# Questões sobre o material
(a) Transcreva, por favor, tudo o que vai de "A Coreia do" até "passaram os contaminados." no texto sobre o combate à Covid-19.
(b) Segundo o texto sobre o combate à Covid-19, qual foi o valor do pacote de emergência aprovado pelo Japão?

# Texto de origem
+++
Cientistas questionam se o Brasil tem condições de implantar medidas como as asiáticas. A China – onde emergiu o patógeno – isolou em poucas semanas a província de Hubei, epicentro do surto, restringindo a circulação de 40 milhões de pessoas. O governo recorreu a medidas mais radicais quando a Covid-19 se expandiu, como controlar a circulação de pessoas por meio de um software instalado em smartphones, que mede a temperatura do indivíduo e determina se ele deve ficar em quarentena.

A Coreia do Sul adotou uma campanha em massa de exames de diagnóstico — foram mais de 222 mil até 11 de março. Para isso, usou detetives médicos e colocou 29 mil pessoas em autoisolamento, monitoradas à distância. O governo também usou câmeras de vigilância para monitorar por onde passaram os contaminados.

O Japão suspendeu aulas e aprovou um pacote de emergência de US$ 2,5 bilhões para minimizar o impacto do coronavírus na economia. Os especialistas decidem quem precisa fazer os exames, priorizando idosos, pessoas com pneumonia ou que tiveram em área de risco. Mais de 10 mil pessoas já passaram por testes.

Autoridades brasileiras começaram a adotar mais medidas de isolamento social nesta semana, como os estados de São Paulo e Rio, que já planejaram suspensão de aulas na rede pública. O presidente Jair Bolsonaro, porém, não abriu mão de estimular manifestantes a comparecerem a protestos públicos e receber apoiadores na entrada do Palácio do Planalto em Brasília.

A testagem em grande escala, recomendada pela missão da OMS (Organização Mundial da Saúde), que analisou o sucesso tardio da China, encontra um número menor de apoiadores no País. A entidade recomenda rastreamento “meticuloso” de contatos de todos os doentes diagnosticados para aplicação dos testes. Mas o coordenador do centro de resposta ao coronavírus de São Paulo, David Uip, é contra a testagem em massa de pessoas sem sintomas.
+++
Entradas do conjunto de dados
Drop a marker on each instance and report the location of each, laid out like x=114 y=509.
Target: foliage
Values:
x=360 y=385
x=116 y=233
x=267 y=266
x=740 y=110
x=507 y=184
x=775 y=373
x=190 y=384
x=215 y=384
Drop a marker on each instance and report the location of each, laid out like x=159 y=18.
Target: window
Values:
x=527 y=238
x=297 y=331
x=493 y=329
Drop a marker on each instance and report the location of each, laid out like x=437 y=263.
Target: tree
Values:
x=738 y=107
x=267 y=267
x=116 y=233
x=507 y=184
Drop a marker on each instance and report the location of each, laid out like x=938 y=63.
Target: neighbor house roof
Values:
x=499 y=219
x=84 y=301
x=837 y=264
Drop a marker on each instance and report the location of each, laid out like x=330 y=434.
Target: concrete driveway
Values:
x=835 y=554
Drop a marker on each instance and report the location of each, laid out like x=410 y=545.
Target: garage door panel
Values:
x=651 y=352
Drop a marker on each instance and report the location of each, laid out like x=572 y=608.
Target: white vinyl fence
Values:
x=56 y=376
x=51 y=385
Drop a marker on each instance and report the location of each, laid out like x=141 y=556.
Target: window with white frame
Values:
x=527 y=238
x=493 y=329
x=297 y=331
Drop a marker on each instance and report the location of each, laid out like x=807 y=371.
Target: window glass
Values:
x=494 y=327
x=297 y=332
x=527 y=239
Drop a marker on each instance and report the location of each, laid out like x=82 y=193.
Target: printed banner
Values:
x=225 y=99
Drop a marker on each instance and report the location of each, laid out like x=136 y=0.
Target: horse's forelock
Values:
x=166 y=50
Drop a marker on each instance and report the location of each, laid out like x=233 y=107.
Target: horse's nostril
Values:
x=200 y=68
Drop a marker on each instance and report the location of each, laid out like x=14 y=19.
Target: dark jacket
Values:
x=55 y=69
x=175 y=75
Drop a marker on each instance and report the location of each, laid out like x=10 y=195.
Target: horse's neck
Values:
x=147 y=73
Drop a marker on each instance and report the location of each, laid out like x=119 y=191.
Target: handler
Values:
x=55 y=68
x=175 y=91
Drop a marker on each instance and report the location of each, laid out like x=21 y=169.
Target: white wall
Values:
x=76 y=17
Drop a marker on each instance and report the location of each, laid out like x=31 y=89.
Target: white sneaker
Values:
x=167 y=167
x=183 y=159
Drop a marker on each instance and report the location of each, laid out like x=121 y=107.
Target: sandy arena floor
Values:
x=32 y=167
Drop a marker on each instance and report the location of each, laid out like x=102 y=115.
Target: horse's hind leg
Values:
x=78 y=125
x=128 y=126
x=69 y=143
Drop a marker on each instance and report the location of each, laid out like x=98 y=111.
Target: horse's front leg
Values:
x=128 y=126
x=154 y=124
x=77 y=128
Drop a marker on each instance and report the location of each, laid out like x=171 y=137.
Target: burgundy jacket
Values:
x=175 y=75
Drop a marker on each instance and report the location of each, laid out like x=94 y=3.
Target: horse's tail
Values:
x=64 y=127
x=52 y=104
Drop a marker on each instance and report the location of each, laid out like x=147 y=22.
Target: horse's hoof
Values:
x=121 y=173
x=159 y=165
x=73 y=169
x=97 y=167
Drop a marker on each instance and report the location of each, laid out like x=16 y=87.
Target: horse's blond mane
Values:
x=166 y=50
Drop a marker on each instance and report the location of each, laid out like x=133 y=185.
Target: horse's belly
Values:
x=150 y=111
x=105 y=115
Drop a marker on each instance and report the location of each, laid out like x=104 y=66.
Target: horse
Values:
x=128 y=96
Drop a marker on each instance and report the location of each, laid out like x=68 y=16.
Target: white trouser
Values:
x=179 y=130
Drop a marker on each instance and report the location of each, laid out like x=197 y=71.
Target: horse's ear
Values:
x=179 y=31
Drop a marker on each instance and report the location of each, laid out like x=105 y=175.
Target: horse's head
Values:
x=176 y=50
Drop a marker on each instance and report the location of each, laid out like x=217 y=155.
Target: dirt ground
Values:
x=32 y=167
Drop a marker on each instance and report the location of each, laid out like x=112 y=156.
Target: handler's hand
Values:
+++
# Respostas abaixo
(a)
A Coreia do Sul adotou uma campanha em massa de exames de diagnóstico — foram mais de 222 mil até 11 de março. Para isso, usou detetives médicos e colocou 29 mil pessoas em autoisolamento, monitoradas à distância. O governo também usou câmeras de vigilância para monitorar por onde passaram os contaminados.

(b) US$ 2,5 bilhões.